PROBLEM TO SOLVE – From the data below, restate every line word for word.

RECORD EXTRACTS –
• • • • •

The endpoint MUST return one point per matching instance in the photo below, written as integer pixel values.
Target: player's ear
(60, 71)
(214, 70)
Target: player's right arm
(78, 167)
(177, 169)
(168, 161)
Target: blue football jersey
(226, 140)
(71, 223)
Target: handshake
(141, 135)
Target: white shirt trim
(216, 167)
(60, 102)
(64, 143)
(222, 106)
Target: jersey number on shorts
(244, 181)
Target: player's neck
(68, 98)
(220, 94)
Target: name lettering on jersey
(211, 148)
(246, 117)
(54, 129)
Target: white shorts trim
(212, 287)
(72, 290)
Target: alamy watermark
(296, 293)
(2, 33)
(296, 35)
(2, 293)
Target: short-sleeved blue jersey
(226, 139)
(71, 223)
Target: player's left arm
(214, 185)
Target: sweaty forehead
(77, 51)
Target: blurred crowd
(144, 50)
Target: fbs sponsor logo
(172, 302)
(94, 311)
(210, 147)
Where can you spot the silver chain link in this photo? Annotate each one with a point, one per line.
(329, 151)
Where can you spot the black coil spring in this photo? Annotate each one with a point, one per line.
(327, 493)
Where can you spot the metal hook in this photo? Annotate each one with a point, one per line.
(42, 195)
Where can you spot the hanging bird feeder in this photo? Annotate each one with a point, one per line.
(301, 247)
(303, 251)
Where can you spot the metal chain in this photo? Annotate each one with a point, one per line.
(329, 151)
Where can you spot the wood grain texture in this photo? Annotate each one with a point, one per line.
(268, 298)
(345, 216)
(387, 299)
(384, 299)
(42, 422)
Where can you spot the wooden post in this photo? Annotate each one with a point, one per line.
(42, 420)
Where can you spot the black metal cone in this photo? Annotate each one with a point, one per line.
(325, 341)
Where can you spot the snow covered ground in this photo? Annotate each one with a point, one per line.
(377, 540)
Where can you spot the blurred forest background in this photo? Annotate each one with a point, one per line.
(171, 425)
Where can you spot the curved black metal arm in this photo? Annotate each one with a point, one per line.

• • • • •

EXPECTED ANSWER –
The endpoint MUST return one point per matching instance in the photo below, written as integer pixel values.
Target: player's ear
(60, 71)
(214, 70)
Target: player's right arm
(78, 167)
(177, 169)
(168, 161)
Target: blue football jersey
(226, 140)
(71, 223)
Target: handshake
(141, 135)
Target: white shirt trim
(216, 167)
(60, 102)
(64, 143)
(222, 106)
Target: jersey number on shorts
(244, 181)
Target: player's neck
(68, 98)
(220, 94)
Target: name lettering on jersey
(211, 148)
(246, 117)
(54, 129)
Target: white shorts trim
(212, 287)
(72, 290)
Target: alamy watermark
(296, 293)
(2, 33)
(296, 35)
(2, 293)
Target: short-sleeved blue jersey
(226, 139)
(71, 223)
Target: player's left arm
(214, 185)
Target: sweaty forehead
(77, 51)
Target: blurred crowd
(144, 50)
Target: fbs sponsor logo
(172, 302)
(94, 311)
(210, 147)
Where can you spot the silver chain link in this photo? Annotate each one with a point, one per line.
(329, 151)
Where can you spot the black coil spring in this photo? Annotate each one with a point, one per line.
(327, 493)
Where can you spot the metal hook in this photo? Annotate each one with a point, one per line.
(42, 195)
Where can you spot the hanging bird feeder in this photo? Annotate each one with a point, one per line.
(301, 247)
(303, 251)
Where can you spot the metal chain in this photo? Annotate each one with a point, one per line.
(329, 151)
Where can you spot the wood grain texture in this photo? Annotate each one with a point, one per line.
(268, 298)
(345, 216)
(387, 299)
(384, 299)
(42, 422)
Where can you spot the wooden post in this photo? Annotate each one with a point, one per line.
(42, 420)
Where can you spot the black metal cone in this photo? Annotate each one with a point, one per line.
(325, 341)
Where can you spot the snow covered ground in this photo? Annotate each one with a point, one per line.
(377, 540)
Where can you spot the blurred forest background in this photo? Annotate each one with a point, one per line.
(171, 425)
Where can you spot the curved black metal arm in this photo? Annotate each one with a point, one per line.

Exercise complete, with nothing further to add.